Please gather every line in the items below that contains the word "cabinet" and copy each one in full.

--- Start of RECORDS PROVIDED ---

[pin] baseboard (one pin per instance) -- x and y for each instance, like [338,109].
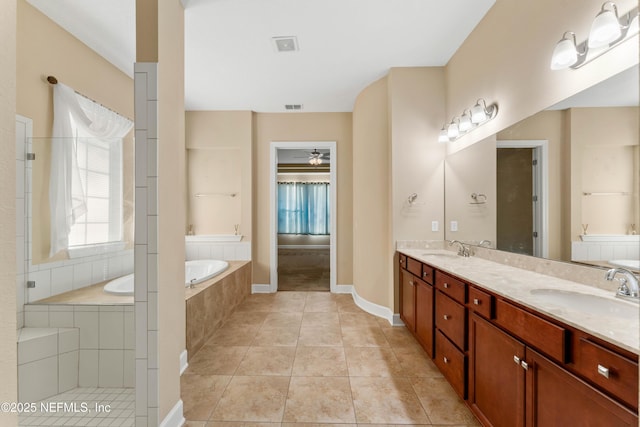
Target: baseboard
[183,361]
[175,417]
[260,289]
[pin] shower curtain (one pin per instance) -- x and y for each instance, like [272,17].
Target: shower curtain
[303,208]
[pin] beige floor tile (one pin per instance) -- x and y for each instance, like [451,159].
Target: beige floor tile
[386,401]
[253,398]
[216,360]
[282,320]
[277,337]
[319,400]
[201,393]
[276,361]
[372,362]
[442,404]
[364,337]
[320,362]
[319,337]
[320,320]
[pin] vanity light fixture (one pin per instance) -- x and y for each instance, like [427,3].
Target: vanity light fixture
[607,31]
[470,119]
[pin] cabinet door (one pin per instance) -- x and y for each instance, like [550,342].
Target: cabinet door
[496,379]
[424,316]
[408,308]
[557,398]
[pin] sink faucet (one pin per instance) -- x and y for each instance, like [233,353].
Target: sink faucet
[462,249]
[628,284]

--- End of RECORDS PROVIDED ---
--- Start of RECORDS PROVIDED ---

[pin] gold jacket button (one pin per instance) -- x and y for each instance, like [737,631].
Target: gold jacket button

--- End of RECORDS PROVIDED ---

COMPLETE ANSWER —
[pin] cabinet door (one pin per instance) -- x and y for each instance, like [550,342].
Target: cabinet door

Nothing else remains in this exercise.